READING PASSAGE
========================================================================
Basically the error was caused by the auto-change of variable keys of the same name when concatenating two anndata objects (The same variable key Selected
is present in both WT_adata.var
and Mutant_adata.var
).
A simple workaround would be to rename either one of them, e.g.
Mutant_adata = ad.read_loom("./Seurat_1000cells_integrated_Mutant_germline_scRNA.loom")
st.set_workdir(WT_adata, './stream_result')
st.set_workdir(Mutant_adata, './stream_mapping_result')
Mutant_adata.var.rename(columns={"Selected": "Selected_mutant"},inplace=True)
Mutant_adata.obsm['top_pcs'] = Mutant_adata.obsm['pca_cell_embeddings']
# convert sparse matrices into dense matrices
Mutant_adata.X = Mutant_adata.X.A
adata_combined = st.map_new_data(WT_adata,Mutant_adata)
The above code works for me.
Thanks for your help and sorry to bother you again. I can sucessfully run map_new_data()
function successfully now. However, when I tired to genereate the dimension reduction plot , there was another error :
st.plot_flat_tree(adata_combined,color=['batch'],show_graph=True,show_text=True)
TypeError Traceback (most recent call last)
<ipython-input-68-66a7b0482b27> in <module>
1 ## since we learnt graph on visualization manifold, the dimension reduction plot will be the same as the visualization plot
----> 2 st.plot_flat_tree(adata_combined,color=['batch'],show_graph=True,show_text=True)
/public/home/shipy3/miniconda3/envs/env_stream/lib/python3.7/site-packages/stream/core.py in plot_flat_tree(adata, color, dist_scale, fig_size, fig_ncol, fig_legend_ncol, fig_legend_order, vmin, vmax, alpha, pad, w_pad, h_pad, show_text, show_graph, save_fig, fig_path, fig_name, plotly)
2595 # ax_i.get_legend().texts[0].set_text("")
2596 else:
-> 2597 vmin_i = df_plot[ann].min() if vmin is None else vmin
2598 vmax_i = df_plot[ann].max() if vmax is None else vmax
2599 sc_i = ax_i.scatter(df_plot_shuf['FlatTree1'], df_plot_shuf['FlatTree2'],
/public/home/shipy3/miniconda3/envs/env_stream/lib/python3.7/site-packages/pandas/core/generic.py in min(self, axis, skipna, level, numeric_only, **kwargs)
11211 )
11212 def min(self, axis=None, skipna=None, level=None, numeric_only=None, **kwargs):
> 11213 return NDFrame.min(self, axis, skipna, level, numeric_only, **kwargs)
11214
11215 # pandas\core\generic.py:11009: error: Cannot assign to a method
/public/home/shipy3/miniconda3/envs/env_stream/lib/python3.7/site-packages/pandas/core/generic.py in min(self, axis, skipna, level, numeric_only, **kwargs)
========================================================================
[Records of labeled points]
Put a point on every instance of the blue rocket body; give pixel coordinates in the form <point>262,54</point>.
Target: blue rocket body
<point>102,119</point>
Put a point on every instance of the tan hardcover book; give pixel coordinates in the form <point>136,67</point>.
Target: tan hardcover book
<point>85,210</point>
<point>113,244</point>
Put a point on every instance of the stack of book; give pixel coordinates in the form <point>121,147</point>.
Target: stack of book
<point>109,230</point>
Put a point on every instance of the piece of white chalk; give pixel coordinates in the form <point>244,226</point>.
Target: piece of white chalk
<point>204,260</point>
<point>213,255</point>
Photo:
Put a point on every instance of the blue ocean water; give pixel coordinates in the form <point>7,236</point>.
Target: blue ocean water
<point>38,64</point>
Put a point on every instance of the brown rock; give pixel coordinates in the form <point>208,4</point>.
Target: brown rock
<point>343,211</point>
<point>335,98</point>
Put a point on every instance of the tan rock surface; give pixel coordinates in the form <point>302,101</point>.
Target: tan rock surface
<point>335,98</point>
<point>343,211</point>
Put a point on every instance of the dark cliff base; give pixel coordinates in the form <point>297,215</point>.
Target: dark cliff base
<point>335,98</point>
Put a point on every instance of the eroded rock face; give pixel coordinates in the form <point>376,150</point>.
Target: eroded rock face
========================================================================
JOB 1
Answer these questions using the forum thread:
(a) Which variable key appeared in both WT_adata.var and Mutant_adata.var?
(b) What new name does the suggested workaround give that column?
(c) What type of error was raised when the dimension reduction plot was generated?
JOB 2
Reproduce the part of the forum thread starting with "Basically the error" and going on through "st.set_workdir(Mutant_adata, './stream_mapping_result')".
JOB 3
Write what comes next in the forum thread, picking up after its last line.
The listing above is separate material from the forum thread.

EXERCISE RESULT 1
(a) Selected
(b) Selected_mutant
(c) TypeError

EXERCISE RESULT 2
Basically the error was caused by the auto-change of variable keys of the same name when concatenating two anndata objects (The same variable key Selected
is present in both WT_adata.var
and Mutant_adata.var
).
A simple workaround would be to rename either one of them, e.g.
Mutant_adata = ad.read_loom("./Seurat_1000cells_integrated_Mutant_germline_scRNA.loom")
st.set_workdir(WT_adata, './stream_result')
st.set_workdir(Mutant_adata, './stream_mapping_result')

EXERCISE RESULT 3
10715 def min(self, axis=None, skipna=None, level=None, numeric_only=None, **kwargs):
10716 return self._stat_function(
> 10717 "min", nanops.nanmin, axis, skipna, level, numeric_only, **kwargs
10718 )
10719
/public/home/shipy3/miniconda3/envs/env_stream/lib/python3.7/site-packages/pandas/core/generic.py in _stat_function(self, name, func, axis, skipna, level, numeric_only, **kwargs)
10710 return self._agg_by_level(name, axis=axis, level=level, skipna=skipna)
10711 return self._reduce(
> 10712 func, name=name, axis=axis, skipna=skipna, numeric_only=numeric_only
10713 )
10714
/public/home/shipy3/miniconda3/envs/env_stream/lib/python3.7/site-packages/pandas/core/series.py in _reduce(self, op, name, axis, skipna, numeric_only, filter_type, **kwds)
4171 if isinstance(delegate, ExtensionArray):
4172 # dispatch to ExtensionArray interface
-> 4173 return delegate._reduce(name, skipna=skipna, **kwds)
4174
4175 else:
/public/home/shipy3/miniconda3/envs/env_stream/lib/python3.7/site-packages/pandas/core/arrays/_mixins.py in _reduce(self, name, skipna, **kwargs)
271 meth = getattr(self, name, None)
272 if meth:
--> 273 return meth(skipna=skipna, **kwargs)
274 else:
275 msg = f"'{type(self).__name__}' does not implement reduction '{name}'"
/public/home/shipy3/miniconda3/envs/env_stream/lib/python3.7/site-packages/pandas/util/_decorators.py in wrapper(*args, **kwargs)
197 else:
198 kwargs[new_arg_name] = new_arg_value
--> 199 return func(*args, **kwargs)
200
201 return cast(F, wrapper)
/public/home/shipy3/miniconda3/envs/env_stream/lib/python3.7/site-packages/pandas/core/arrays/categorical.py in min(self, skipna, **kwargs)
1957 nv.validate_minmax_axis(kwargs.get("axis", 0))
1958 nv.validate_min((), kwargs)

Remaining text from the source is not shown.